#### Supplied records:
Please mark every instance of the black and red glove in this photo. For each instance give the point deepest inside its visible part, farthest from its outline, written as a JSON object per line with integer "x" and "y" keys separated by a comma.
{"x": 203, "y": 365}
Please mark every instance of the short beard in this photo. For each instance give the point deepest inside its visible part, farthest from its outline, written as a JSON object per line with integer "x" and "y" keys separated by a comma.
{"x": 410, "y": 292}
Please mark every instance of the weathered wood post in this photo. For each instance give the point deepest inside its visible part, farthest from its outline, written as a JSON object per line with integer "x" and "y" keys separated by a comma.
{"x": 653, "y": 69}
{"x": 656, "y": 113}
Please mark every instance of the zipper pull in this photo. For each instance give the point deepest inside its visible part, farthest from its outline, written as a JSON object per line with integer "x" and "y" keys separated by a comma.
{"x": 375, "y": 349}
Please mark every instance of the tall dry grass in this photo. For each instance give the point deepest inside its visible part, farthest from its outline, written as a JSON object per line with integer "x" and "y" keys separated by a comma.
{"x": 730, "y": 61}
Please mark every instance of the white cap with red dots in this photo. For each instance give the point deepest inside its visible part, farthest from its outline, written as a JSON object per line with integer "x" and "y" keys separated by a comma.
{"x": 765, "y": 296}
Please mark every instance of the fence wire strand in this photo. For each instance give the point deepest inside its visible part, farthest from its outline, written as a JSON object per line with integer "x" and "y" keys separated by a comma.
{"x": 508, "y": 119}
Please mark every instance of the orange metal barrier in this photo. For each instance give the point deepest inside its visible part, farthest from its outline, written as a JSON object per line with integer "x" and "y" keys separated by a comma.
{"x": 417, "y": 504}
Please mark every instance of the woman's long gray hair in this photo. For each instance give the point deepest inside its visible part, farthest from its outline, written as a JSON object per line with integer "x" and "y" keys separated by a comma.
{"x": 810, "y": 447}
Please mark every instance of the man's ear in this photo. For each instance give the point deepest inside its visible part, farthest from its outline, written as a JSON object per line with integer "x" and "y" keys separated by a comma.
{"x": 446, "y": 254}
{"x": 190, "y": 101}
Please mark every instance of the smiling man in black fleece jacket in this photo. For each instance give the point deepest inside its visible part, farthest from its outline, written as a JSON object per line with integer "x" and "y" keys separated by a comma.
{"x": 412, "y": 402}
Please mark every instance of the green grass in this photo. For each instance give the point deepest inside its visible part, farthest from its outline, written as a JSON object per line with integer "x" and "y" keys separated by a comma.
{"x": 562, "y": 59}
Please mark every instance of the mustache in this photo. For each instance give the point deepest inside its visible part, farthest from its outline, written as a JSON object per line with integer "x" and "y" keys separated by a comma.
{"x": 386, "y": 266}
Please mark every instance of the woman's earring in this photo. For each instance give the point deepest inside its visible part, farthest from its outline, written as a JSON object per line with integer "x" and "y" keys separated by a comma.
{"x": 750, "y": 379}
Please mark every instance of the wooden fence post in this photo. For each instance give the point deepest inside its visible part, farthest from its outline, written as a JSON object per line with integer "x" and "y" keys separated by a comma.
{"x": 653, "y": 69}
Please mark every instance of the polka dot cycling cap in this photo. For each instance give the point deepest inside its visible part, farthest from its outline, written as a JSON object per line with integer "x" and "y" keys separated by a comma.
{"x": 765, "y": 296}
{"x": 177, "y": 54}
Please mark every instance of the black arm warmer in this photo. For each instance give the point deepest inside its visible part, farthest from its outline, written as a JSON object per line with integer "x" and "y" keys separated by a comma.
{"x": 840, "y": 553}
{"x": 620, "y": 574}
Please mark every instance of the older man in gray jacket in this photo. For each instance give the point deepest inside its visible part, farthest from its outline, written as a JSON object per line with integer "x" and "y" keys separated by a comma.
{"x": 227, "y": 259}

#### Problem to work on:
Copy out all the entries shown above, character for character.

#### Reply to the exercise:
Please mark every instance of the black and red glove in this photo. For each instance give the point deepest inside its visible part, farthest from its outline, written as a JSON object per line with integer "x" and "y" keys separated by a comma.
{"x": 203, "y": 365}
Please mark every instance of the short beard in this photo. For each instance give the point deepest inside its visible part, farthest from its outline, written as a JSON object per line with integer "x" and "y" keys separated by a comma.
{"x": 410, "y": 292}
Please mark every instance of the weathered wood post in this photo. For each instance give the point deepest inside its visible part, farthest from its outline, written as a JSON object per line with integer "x" and "y" keys separated by a comma.
{"x": 653, "y": 69}
{"x": 656, "y": 113}
Please mark every instance of the zipper pull in this photo. For each instance give the point deepest inside its visible part, farthest from its outline, written as a JSON object per line with integer "x" and "y" keys separated by a comma.
{"x": 375, "y": 349}
Please mark every instance of the tall dry grass in this photo. For each instance give the point deepest inside its visible part, farthest from its outline, written as a JSON object per line with integer "x" and "y" keys separated by a comma.
{"x": 730, "y": 61}
Please mark every instance of the white cap with red dots in this photo. For each instance give the point deepest inside its visible part, farthest from its outline, written as a JSON object per line with integer "x" and "y" keys separated by a comma.
{"x": 765, "y": 296}
Please mark every instance of the fence wire strand in this photo. For each instance give the point deepest inside its visible part, farthest from its outline, written as a JSON object per line with integer "x" and "y" keys separated by a comma.
{"x": 508, "y": 119}
Please mark every instance of the orange metal barrier in this photo. For each instance give the point deepest inside its visible part, farthest from its outline, written as a JSON object per line with integer "x" and "y" keys separated by a comma.
{"x": 417, "y": 504}
Please mark every instance of the woman's long gray hair in this photo. For each instance give the point deepest inside its visible part, farthest from its outline, written as a JSON object per line with integer "x" and "y" keys separated by a comma.
{"x": 810, "y": 447}
Please mark every instance of the man's ear in this photo. For each instance give the point deepest inside its visible part, farthest from its outline, written as a JSON object per line with integer "x" and "y" keys separated by a comma.
{"x": 446, "y": 254}
{"x": 190, "y": 101}
Please mark every instance of the smiling man in black fleece jacket in this photo. For each instance give the point deepest inside its visible part, farthest from its outline, written as a JSON object per line with integer "x" and "y" keys separated by a comma.
{"x": 412, "y": 402}
Please mark every instance of the green grass in this photo. For each instance give the point deepest inside its visible part, farthest from its outline, written as a JSON object per line with integer "x" and "y" keys separated by a comma.
{"x": 562, "y": 59}
Please mark every instance of the mustache in this photo. For each instance give the point deepest inside its visible part, farthest from its outline, written as a JSON object per line with integer "x" and "y" keys separated by a comma.
{"x": 386, "y": 266}
Please mark every instance of the woman's earring in this photo. For each instance give the point deepest inside its visible part, farthest from its outline, written as a JSON object per line with integer "x" and "y" keys separated by a comma.
{"x": 750, "y": 379}
Please mark every instance of the wooden fence post in this photo. For each instance give the point deepest inside its visible part, farthest from its outline, written as a JSON object per line with integer "x" and "y" keys separated by a comma.
{"x": 653, "y": 69}
Please mark every instance of the polka dot cycling cap in this photo. For each instance give the point deepest inside its visible part, farthest from its outline, written as a JSON object per line with integer "x" and "y" keys separated by a comma.
{"x": 765, "y": 296}
{"x": 177, "y": 54}
Please mark every instance of the black arm warmer in this photo. For each instance give the point deepest inside its visible part, farthest from its outline, written as a JSON object per line with integer "x" and "y" keys separated by a comma.
{"x": 840, "y": 553}
{"x": 620, "y": 574}
Please mark every instance of the older man in gray jacket in this photo. For each instance give the point deepest inside its visible part, farthest from its outline, written as a JSON object per line with integer "x" and "y" keys separated by a comma.
{"x": 227, "y": 259}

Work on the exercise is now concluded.